● **EXERCISE INSTRUCTIONS**:
1. Copy the passage of the excerpt about computer mice between "Well, the red" and "or some shit.", inclusive.
2. Answer these questions using the excerpt about computer mice:
(a) According to the first post, what are most of the new mice controlled by?
(b) What voltage does the Best Buy USB model get from the CPU?
(c) Who does BullKurtz say needs the DPI of the laser mouse?
3. For each statement, say whether it agrees with the excerpt about computer mice, and quote the words that decide it:
(a) The Best Buy USB model requires batteries.
(b) BullKurtz posted on Dec 28, 2014.
(c) The laser mouse is cheaper than the optical one.

● **EXCERPT PROVIDED**:
Most of the new mouses are controlled by laser.  That's what the red light is and why it has no balls.


----------



## BullKurtz (Dec 28, 2014)

Well, the red light on an optical mouse is an LED light which is actually a tiny camera from what I understand....the neat thing about the Best Buy USB model is that it gets it's power (5v) from the CPU so it requires no batteries...both optical and laser meese use RF technology which I understand from selling wireless alarm systems.  The Infrared beams are similar to how motion-detectors work, sending information back and forth between the transmitter and receiver.  The laser mouse is more expensive because of the DPI (dots per inch?) of screen which is what the gamers need to zap zombies or some shit.

Object location annotation data

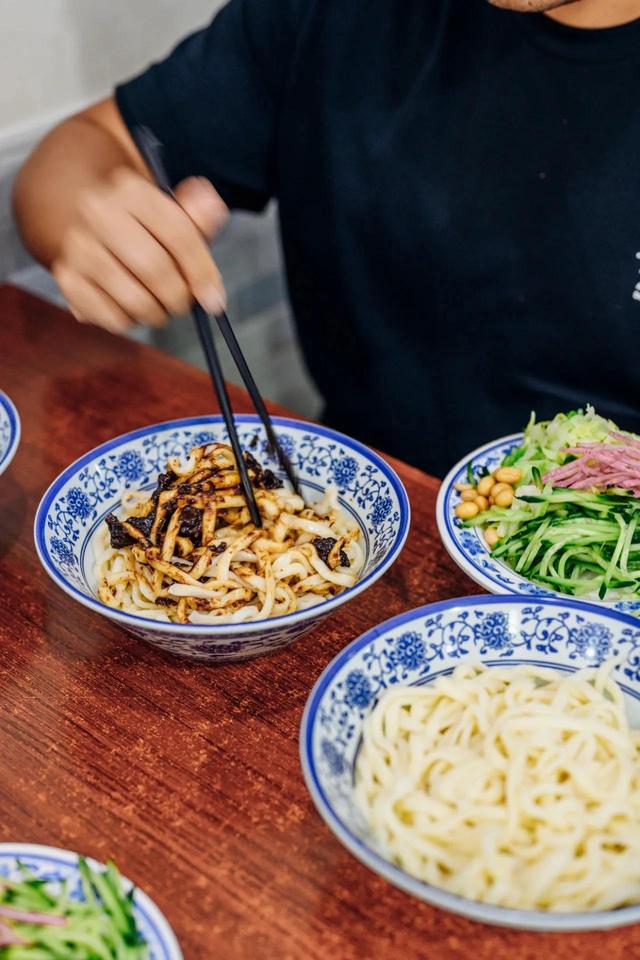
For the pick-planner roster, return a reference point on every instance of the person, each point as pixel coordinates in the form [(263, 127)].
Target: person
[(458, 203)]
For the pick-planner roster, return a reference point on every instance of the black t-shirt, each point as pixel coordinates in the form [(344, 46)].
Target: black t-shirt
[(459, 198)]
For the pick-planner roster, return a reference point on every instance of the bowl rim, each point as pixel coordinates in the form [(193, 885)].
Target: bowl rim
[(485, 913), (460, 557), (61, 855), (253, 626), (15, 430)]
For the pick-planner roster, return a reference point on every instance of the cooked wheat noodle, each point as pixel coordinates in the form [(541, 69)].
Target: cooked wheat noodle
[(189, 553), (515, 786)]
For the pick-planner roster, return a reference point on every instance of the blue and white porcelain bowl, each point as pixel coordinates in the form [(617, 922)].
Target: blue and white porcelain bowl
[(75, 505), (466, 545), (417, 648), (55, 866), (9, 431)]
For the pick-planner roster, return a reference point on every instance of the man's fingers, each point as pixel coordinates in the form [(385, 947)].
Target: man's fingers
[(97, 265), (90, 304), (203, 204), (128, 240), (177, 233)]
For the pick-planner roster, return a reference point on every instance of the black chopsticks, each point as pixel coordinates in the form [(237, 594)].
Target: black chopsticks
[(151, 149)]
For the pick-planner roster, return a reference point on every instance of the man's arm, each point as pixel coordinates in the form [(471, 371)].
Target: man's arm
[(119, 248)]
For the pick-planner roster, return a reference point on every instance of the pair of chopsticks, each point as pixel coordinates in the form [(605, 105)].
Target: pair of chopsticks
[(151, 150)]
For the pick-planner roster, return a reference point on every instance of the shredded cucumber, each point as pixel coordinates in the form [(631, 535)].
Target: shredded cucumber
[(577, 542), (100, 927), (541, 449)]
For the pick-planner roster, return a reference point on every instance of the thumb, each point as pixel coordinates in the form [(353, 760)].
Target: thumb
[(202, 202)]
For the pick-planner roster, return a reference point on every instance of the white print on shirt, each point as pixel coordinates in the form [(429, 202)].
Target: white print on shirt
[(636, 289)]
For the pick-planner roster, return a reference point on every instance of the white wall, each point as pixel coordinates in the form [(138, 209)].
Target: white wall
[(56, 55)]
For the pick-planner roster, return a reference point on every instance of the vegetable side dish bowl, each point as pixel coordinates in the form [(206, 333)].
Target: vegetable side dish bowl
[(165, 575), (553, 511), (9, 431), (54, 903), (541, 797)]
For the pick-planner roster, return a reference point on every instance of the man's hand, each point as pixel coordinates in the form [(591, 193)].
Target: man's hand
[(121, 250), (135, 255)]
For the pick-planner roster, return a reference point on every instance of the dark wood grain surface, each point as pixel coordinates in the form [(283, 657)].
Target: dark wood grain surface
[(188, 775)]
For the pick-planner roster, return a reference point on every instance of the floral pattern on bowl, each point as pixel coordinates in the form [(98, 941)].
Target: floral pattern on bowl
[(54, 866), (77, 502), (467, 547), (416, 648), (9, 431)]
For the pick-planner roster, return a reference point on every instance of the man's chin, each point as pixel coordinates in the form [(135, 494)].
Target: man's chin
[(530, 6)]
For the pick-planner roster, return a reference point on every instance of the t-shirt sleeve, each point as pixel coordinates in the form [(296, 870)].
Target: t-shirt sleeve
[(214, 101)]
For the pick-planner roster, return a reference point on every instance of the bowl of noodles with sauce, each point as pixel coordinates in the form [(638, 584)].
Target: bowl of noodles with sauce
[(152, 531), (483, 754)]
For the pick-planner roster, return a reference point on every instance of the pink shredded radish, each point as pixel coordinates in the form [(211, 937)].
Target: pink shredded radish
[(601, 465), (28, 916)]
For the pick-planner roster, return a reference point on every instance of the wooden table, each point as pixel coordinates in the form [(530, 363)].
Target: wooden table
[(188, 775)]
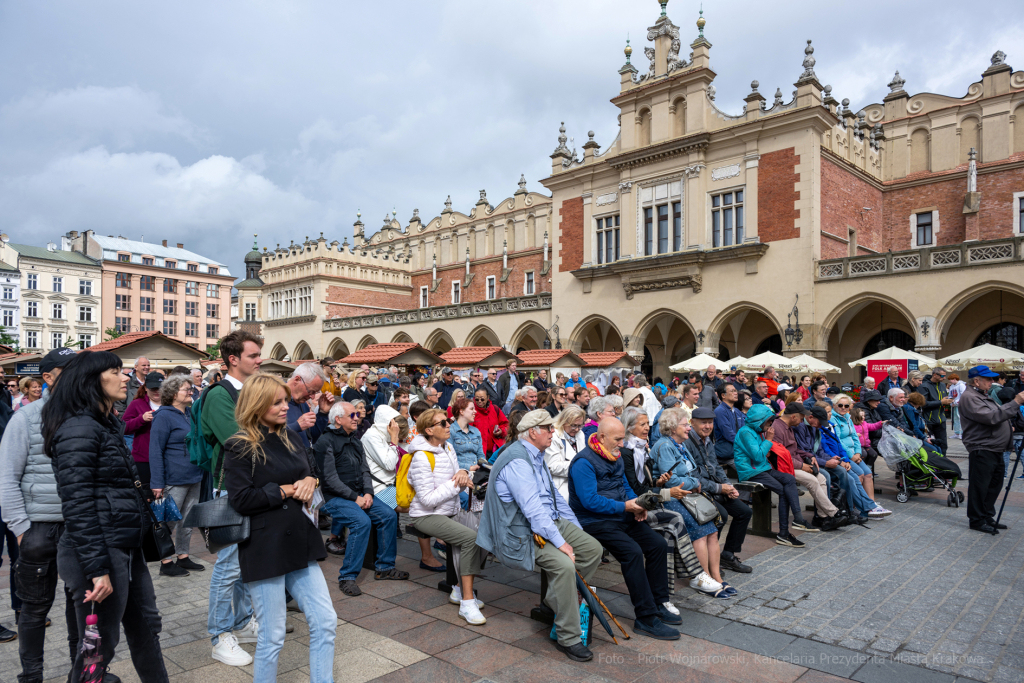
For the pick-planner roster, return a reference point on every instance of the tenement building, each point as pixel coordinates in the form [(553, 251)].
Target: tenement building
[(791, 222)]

...

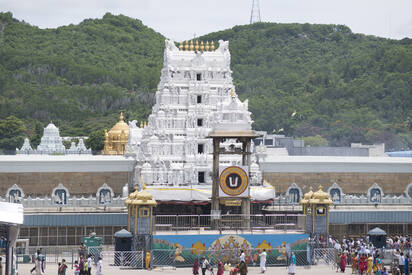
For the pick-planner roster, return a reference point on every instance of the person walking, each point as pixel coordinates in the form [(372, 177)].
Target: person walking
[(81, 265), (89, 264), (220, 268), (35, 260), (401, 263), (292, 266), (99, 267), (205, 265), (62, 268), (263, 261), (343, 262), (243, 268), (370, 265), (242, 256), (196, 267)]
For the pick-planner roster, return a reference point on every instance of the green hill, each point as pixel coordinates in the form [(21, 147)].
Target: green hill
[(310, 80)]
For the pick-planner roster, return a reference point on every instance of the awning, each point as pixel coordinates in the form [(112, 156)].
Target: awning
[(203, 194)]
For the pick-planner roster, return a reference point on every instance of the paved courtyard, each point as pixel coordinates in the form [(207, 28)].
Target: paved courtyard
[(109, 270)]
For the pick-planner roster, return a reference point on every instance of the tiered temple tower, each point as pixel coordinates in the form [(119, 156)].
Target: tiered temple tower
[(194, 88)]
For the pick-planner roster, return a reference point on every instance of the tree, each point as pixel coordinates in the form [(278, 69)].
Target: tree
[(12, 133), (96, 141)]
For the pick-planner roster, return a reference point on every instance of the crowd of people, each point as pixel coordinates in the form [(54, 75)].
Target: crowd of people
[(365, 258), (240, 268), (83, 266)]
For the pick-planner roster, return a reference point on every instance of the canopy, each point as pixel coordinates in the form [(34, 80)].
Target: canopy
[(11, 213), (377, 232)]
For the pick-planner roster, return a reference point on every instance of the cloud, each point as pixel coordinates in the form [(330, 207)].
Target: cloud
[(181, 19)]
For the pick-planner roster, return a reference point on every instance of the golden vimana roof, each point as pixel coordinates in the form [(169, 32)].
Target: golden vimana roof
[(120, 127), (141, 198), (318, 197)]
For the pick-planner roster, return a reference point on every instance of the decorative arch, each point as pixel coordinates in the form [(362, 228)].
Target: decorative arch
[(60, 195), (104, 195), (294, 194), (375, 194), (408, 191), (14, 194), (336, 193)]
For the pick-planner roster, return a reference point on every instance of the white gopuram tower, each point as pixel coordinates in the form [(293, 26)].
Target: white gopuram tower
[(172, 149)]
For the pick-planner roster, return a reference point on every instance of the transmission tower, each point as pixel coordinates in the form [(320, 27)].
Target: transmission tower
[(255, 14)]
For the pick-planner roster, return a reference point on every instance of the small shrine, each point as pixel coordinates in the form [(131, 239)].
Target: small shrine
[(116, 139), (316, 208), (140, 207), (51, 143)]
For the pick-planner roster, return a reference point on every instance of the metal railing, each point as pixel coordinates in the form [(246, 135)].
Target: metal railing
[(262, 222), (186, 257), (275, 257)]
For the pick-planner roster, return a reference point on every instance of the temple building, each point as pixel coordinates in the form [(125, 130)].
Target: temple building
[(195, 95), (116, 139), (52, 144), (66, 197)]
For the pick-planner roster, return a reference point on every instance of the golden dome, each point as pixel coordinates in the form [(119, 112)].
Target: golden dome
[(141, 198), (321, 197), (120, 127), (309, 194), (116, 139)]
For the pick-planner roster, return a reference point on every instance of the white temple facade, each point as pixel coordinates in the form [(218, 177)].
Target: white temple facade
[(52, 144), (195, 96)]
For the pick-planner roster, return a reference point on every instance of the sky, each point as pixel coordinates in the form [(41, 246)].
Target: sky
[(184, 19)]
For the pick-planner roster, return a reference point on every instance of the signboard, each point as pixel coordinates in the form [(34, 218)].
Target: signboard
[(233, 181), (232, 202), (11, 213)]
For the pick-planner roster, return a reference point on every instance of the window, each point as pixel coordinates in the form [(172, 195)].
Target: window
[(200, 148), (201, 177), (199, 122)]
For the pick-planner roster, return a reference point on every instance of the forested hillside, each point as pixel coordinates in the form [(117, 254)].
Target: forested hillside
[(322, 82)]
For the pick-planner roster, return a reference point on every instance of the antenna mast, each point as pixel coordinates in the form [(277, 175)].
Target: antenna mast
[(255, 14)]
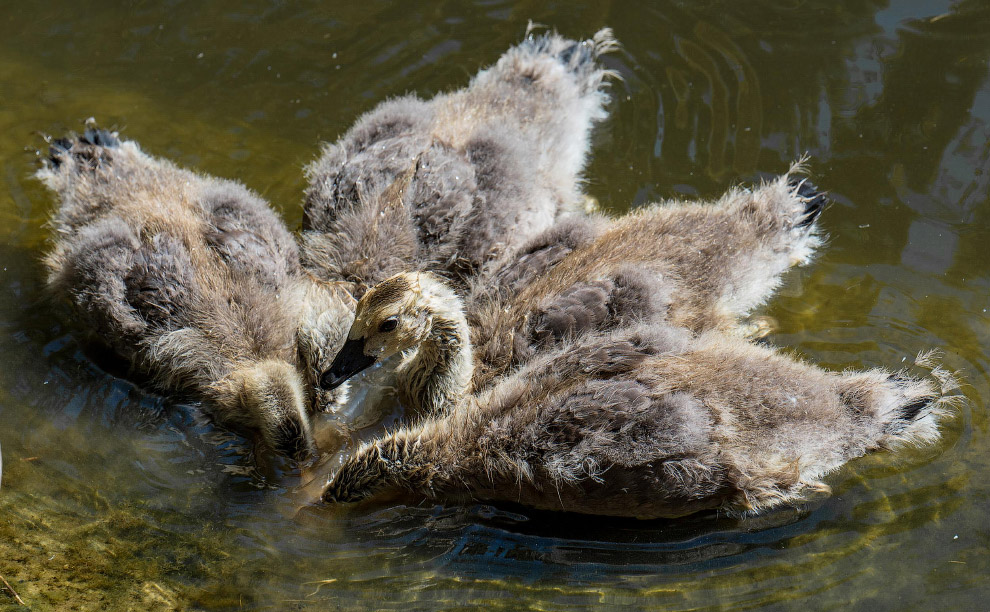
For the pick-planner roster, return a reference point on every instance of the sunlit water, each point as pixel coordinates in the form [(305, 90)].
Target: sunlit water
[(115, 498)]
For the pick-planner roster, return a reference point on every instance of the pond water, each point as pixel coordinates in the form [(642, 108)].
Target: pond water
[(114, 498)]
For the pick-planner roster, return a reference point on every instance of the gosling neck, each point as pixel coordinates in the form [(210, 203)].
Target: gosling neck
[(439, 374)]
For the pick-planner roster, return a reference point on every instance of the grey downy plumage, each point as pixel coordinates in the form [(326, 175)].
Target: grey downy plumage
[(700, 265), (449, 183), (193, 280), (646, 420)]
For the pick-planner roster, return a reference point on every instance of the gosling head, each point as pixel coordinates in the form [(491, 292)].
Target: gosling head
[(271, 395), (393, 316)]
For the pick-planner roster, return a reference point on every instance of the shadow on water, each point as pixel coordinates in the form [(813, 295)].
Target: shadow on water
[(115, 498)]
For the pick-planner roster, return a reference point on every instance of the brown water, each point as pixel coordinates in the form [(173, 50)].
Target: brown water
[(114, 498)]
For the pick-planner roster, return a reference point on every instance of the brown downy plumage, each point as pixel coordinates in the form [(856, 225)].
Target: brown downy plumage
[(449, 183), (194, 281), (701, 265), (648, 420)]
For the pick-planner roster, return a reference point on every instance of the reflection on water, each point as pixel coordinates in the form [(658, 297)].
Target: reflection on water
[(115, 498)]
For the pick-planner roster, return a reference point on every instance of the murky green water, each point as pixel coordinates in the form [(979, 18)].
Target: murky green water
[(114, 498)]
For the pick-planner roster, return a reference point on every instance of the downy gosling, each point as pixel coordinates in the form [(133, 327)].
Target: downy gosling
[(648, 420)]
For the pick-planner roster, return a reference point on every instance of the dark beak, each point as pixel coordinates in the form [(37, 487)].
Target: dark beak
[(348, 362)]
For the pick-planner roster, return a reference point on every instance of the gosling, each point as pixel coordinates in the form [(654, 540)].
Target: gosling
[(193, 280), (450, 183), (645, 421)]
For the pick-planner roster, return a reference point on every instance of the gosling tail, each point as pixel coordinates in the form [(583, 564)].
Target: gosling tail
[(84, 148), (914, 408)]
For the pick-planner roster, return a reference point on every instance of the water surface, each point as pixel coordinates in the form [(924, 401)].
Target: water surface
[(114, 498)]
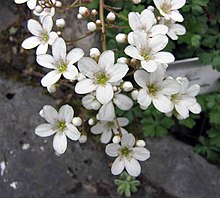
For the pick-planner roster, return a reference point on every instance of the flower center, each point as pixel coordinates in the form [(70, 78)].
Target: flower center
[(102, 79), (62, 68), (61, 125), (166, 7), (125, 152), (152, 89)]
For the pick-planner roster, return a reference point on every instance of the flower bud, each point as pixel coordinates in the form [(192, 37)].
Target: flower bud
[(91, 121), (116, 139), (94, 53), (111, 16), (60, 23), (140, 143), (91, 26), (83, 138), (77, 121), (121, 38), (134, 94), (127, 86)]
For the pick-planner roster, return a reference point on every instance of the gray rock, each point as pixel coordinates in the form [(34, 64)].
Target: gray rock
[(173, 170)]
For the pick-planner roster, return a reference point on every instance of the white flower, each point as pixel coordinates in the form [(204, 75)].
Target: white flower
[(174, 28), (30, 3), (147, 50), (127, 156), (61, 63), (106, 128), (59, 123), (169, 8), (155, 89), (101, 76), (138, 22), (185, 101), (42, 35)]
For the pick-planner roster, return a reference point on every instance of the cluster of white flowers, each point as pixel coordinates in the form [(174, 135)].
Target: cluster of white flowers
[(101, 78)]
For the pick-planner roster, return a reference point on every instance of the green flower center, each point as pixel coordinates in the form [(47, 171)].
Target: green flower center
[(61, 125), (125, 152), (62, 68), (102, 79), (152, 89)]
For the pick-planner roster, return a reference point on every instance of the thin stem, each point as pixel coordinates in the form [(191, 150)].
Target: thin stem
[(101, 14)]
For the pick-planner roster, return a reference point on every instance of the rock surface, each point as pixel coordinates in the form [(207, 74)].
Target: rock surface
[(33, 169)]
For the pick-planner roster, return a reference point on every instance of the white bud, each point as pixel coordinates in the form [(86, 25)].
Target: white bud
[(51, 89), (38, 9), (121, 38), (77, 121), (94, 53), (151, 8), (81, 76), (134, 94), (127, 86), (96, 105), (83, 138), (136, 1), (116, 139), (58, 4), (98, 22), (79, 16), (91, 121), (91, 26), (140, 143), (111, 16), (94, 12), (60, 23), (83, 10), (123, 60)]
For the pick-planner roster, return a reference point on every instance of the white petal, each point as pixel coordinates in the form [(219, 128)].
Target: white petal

● **ANSWERS IN ORDER**:
1.
Well, the red light on an optical mouse is an LED light which is actually a tiny camera from what I understand....the neat thing about the Best Buy USB model is that it gets it's power (5v) from the CPU so it requires no batteries...both optical and laser meese use RF technology which I understand from selling wireless alarm systems.  The Infrared beams are similar to how motion-detectors work, sending information back and forth between the transmitter and receiver.  The laser mouse is more expensive because of the DPI (dots per inch?) of screen which is what the gamers need to zap zombies or some shit.

2.
(a) Laser
(b) 5v
(c) Gamers

3.
(a) No: "so it requires no batteries"
(b) Yes: "BullKurtz (Dec 28, 2014)"
(c) No: "The laser mouse is more expensive"